→ **O que fazer**
A. No texto sobre a pesca da baleia no Algarve, em que forais os monarcas reservavam para si os direitos da baleação?
B. Continue, por favor, o texto sobre a pesca da baleia no Algarve a partir do ponto em que termina.

→ **Texto de leitura**
════════
A Pesca da Baleia no Algarve


José Carlos Vilhena Mesquita

A pesca da baleia no litoral algarvio foi, a par da pesca do coral, uma das primeiras a serem desactivadas, pertencendo por isso, e de há longa data, às chamadas “pescarias históricas”. Contudo, temos hoje plena certeza de que a sua efectividade nos mares do Algarve ascende a tempos muito remotos.
Cerro da Vila, povoação piscatória romana, em Vilamoura
Desde as colonizações fenícias, cartaginesas, grega, romana e árabe que existem provas arqueológicas, e até descrições narrativas, duma intensa actividade na captura de cetáceos para lá das portas de Hercules, ou seja, nas costas do Algarve-Andaluz. A sua importância económica foi, certamente, relevante. Por isso, a captura daquele cetáceo constitui um exemplo a reter na análise dos forais de Silves, Tavira, Faro e Loulé, visto que os citados monarcas reservavam para si os direitos da baleação.[1] Isto prova que a pesca da baleia continuava a processar-se com regularidade e, por certo, de forma bastante rendível, pois de contrário não teria sido alvo dos interesses da Coroa. Esta constatação serve também para evidenciar que, após a conquista do Algarve e a unificação do território nacional, continuou a incentivar-se a navegação de altura, cujo alcance se estendia pelo sudoeste atlântico, visto serem estes os domínios naturais da pesca da baleia.
════════
→ **Material apresentado**
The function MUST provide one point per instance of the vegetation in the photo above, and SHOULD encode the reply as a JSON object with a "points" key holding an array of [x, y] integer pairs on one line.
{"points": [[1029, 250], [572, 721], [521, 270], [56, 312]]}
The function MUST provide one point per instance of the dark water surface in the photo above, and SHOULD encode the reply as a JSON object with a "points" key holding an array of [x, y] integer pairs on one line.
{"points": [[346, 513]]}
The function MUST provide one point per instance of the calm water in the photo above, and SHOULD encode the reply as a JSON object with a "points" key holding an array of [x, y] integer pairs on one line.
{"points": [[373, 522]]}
════════
→ **Respostas**
A. Nos forais de Silves, Tavira, Faro e Loulé.

B.
Mas se aqueles forais dizem respeito às principais urbes do Algarve, poderia deduzir-se que este tipo de pesca se confinava aos centros mais populosos e habitados pelos antigos mareantes árabes, cuja experiência de alto mar justificaria o elevado rendimento do sector. Todavia, parece não ser assim. Os algarvios, do ponto de vista antropológico, são fruto da miscigenação de várias raças e culturas indo-europeias, que ao longo dos séculos se cruzaram na grande estrada mediterrâneo-atlântica. O seu legado foi muito vasto e a herança tecnológica ficou patente no aproveitamento dos recursos hidrológicos e na agricultura, na mineração e na metalurgia, nas indústrias da olaria e da cerâmica, na olivicultura, nos linifícios, nas cordoarias e espartos, na tecelagem e tinturaria, na vinicultura e alcoólase, nas artes decorativas, na música, na poesia, na arquitectura e em todas as circunstâncias dependentes do génio inventivo. Desta mesclagem genética resultou o espírito e o carácter do povo algarvio, inclinado para o desfrute e sabor da vida.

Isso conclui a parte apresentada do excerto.